_TASK DETAILS_
Pull out every line of the listing below that contains the string "green". Treat uppercase and lowercase as different.

_DATA FOR THIS EXERCISE_
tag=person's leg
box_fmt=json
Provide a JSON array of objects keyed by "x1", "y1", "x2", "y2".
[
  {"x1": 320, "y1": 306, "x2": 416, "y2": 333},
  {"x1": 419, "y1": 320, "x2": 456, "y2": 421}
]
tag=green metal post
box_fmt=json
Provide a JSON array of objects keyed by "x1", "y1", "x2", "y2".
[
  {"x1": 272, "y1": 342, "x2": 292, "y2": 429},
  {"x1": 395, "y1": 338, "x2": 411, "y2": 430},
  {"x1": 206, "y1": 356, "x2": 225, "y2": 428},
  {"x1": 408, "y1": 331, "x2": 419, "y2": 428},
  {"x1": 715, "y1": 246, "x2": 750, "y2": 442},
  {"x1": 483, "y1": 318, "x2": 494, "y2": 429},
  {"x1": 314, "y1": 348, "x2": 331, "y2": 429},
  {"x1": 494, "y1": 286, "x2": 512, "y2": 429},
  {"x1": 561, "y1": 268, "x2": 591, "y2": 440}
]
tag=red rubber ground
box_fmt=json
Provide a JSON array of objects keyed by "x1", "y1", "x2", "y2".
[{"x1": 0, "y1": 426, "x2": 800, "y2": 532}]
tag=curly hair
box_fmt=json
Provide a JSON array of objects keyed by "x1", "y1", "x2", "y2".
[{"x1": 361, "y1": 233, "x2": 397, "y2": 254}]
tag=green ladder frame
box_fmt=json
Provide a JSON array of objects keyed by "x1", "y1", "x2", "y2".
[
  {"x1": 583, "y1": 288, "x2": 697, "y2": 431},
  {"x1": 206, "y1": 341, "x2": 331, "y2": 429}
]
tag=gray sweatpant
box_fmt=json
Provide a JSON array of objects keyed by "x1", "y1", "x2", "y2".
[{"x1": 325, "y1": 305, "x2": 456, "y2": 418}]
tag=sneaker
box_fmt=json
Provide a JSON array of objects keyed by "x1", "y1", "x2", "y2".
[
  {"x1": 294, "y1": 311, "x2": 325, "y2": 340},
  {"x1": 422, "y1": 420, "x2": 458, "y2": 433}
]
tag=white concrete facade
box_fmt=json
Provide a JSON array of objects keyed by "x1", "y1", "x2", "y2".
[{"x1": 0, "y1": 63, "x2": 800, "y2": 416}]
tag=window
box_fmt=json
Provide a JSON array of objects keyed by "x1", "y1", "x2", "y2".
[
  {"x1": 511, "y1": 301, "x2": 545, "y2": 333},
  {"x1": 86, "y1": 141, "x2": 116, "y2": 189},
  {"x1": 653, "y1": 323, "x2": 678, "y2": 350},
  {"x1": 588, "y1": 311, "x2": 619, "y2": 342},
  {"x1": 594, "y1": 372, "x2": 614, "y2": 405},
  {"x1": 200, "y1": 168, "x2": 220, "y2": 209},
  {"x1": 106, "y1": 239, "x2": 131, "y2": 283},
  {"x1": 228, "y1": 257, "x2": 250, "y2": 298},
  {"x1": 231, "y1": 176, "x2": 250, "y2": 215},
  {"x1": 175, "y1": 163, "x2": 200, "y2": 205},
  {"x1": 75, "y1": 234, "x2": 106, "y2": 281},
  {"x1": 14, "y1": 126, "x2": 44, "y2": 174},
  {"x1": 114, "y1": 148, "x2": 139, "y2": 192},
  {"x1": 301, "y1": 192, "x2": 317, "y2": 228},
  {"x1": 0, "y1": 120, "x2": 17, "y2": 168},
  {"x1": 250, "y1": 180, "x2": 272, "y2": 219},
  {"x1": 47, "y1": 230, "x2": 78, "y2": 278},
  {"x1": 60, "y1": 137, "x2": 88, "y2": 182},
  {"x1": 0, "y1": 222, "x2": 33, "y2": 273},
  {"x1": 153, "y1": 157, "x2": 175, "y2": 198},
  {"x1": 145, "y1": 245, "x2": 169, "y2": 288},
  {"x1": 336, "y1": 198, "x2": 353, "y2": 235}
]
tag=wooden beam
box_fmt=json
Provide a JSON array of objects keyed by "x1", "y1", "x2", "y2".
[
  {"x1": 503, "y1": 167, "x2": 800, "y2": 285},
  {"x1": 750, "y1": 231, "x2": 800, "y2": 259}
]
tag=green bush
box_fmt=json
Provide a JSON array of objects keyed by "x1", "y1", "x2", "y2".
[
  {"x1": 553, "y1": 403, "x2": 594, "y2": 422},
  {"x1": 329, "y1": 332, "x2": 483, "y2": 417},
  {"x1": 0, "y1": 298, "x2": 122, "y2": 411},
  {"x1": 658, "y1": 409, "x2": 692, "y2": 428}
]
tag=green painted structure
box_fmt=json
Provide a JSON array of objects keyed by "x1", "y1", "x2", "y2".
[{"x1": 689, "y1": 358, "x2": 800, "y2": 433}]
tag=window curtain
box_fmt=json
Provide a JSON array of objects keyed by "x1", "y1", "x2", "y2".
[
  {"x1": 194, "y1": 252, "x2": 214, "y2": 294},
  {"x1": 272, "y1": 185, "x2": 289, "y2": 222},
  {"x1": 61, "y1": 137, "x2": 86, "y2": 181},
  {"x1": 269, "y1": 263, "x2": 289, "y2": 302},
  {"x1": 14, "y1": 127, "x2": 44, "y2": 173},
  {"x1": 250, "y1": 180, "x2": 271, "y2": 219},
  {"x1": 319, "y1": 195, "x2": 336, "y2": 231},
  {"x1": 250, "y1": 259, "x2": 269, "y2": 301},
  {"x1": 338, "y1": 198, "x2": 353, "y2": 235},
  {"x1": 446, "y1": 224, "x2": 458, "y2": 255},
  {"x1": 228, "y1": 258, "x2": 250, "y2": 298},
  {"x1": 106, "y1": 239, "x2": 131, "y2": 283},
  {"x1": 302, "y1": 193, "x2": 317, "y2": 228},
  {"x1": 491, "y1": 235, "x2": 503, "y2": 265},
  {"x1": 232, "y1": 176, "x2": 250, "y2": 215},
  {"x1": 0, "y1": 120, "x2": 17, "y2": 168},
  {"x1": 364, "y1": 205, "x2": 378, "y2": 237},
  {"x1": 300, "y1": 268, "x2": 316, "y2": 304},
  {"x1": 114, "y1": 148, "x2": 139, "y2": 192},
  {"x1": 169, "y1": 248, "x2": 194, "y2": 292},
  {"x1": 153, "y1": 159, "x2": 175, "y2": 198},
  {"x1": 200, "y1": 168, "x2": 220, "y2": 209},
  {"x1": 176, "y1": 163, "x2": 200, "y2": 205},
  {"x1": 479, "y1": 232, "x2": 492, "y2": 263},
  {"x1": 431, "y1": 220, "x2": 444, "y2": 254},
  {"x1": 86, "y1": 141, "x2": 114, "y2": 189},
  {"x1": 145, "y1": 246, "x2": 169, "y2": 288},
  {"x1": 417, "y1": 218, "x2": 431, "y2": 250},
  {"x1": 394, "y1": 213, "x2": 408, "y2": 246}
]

_OUTPUT FOR THIS EXERCISE_
tag=green metal post
tag=green ladder frame
tag=green bush
tag=green painted structure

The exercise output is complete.